(STORED DATA Opens)

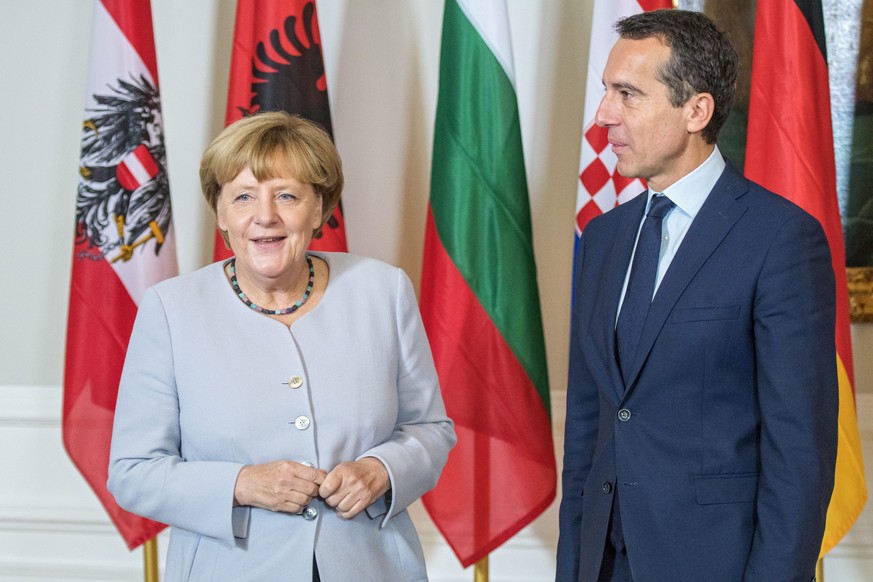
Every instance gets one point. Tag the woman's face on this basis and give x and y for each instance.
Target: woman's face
(269, 224)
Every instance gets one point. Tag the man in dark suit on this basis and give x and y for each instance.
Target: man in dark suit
(702, 402)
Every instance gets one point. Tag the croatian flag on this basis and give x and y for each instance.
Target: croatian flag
(601, 187)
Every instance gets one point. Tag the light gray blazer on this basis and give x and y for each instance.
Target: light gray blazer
(207, 388)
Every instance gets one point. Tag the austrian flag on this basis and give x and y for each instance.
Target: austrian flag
(137, 168)
(124, 238)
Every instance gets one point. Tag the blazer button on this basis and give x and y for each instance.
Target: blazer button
(310, 513)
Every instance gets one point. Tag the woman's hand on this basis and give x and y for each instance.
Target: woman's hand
(352, 486)
(278, 486)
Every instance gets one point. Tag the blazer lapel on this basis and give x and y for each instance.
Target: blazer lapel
(717, 216)
(606, 303)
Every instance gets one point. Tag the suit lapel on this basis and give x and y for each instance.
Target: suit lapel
(717, 216)
(606, 303)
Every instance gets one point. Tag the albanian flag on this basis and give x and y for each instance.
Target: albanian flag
(276, 65)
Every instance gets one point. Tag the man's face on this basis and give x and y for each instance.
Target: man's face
(648, 135)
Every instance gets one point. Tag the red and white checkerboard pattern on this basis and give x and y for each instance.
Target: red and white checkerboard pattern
(601, 187)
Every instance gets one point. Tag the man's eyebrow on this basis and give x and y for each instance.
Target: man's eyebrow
(622, 85)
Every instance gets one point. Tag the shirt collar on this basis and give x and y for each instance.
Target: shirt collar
(690, 192)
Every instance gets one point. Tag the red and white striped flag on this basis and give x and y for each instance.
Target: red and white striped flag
(124, 237)
(601, 187)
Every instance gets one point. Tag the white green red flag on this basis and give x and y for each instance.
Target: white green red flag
(124, 238)
(790, 150)
(479, 297)
(601, 187)
(277, 65)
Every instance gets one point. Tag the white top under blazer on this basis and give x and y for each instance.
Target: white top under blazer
(209, 386)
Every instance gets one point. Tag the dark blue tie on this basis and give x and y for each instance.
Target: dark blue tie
(641, 285)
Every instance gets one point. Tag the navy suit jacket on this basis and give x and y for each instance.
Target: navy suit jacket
(722, 445)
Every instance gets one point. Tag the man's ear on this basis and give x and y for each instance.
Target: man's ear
(699, 111)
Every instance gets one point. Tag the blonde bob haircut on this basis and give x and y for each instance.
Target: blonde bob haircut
(272, 145)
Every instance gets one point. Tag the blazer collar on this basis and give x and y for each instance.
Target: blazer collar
(722, 209)
(606, 302)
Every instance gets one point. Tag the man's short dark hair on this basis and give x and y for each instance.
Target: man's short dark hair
(702, 58)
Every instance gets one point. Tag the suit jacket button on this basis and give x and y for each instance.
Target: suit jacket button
(310, 513)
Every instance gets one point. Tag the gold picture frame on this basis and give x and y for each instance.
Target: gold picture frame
(860, 280)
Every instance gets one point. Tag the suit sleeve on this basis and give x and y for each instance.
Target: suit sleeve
(794, 315)
(423, 436)
(147, 473)
(580, 435)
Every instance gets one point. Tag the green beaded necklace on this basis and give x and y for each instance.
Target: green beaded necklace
(235, 284)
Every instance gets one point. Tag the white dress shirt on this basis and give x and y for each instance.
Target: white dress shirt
(688, 194)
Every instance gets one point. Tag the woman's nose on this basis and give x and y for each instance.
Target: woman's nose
(266, 213)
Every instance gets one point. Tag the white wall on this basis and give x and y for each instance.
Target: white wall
(381, 58)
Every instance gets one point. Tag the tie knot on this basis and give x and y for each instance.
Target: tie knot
(661, 205)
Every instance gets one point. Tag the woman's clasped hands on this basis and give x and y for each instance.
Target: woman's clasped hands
(289, 486)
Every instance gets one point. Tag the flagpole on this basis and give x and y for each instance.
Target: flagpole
(150, 560)
(480, 571)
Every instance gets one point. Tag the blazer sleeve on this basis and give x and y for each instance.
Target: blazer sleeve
(148, 474)
(580, 436)
(794, 315)
(423, 435)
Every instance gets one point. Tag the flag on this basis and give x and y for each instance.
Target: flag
(124, 239)
(790, 149)
(276, 65)
(479, 297)
(601, 187)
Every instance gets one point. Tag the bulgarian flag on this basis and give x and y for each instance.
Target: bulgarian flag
(276, 65)
(124, 237)
(790, 149)
(601, 187)
(479, 298)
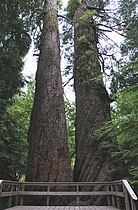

(STORED DATA Closes)

TASK DIRECTIONS:
Print the lines from the line containing "Every instance gets one point. Tag the white dress" through the last line of the listing, exactly as they stand, and leave any pictures out.

OUTPUT FOR THIS EXERCISE:
Every instance gets one point. Tag the white dress shirt on this basis and give x and y for each instance.
Target: white dress shirt
(688, 194)
Every instance gets one point. Tag the woman's nose on this basis and give x and y for each instance.
Target: woman's nose
(266, 213)
Every instance gets one point. Tag the white wall on this basis and give x and y for each instance.
Target: white wall
(381, 58)
Every instance gets one point. Tag the tie knot on this basis and give x and y for each instance.
Target: tie knot
(661, 205)
Every instance gets one point. Tag the woman's clasped hands on this basis and give x and y for each instance.
Target: woman's clasped hands
(289, 486)
Every instance gets one point. Tag the flagpole on this basis and give x and y for each instance.
Target: flagpole
(150, 560)
(480, 571)
Every instance gets one point. Tag the blazer sleeve on this basis and give x and y for each instance.
Target: blazer sleeve
(148, 474)
(580, 436)
(794, 315)
(423, 435)
Every instance gets one point. Tag the flag on this basis and give x and y for each instance.
Target: flag
(124, 239)
(790, 149)
(276, 65)
(479, 297)
(601, 187)
Every instance gets one point. Tag the bulgarian flag on this basis and give x and y for each instance.
Target: bulgarian flag
(276, 65)
(124, 237)
(790, 149)
(601, 187)
(479, 298)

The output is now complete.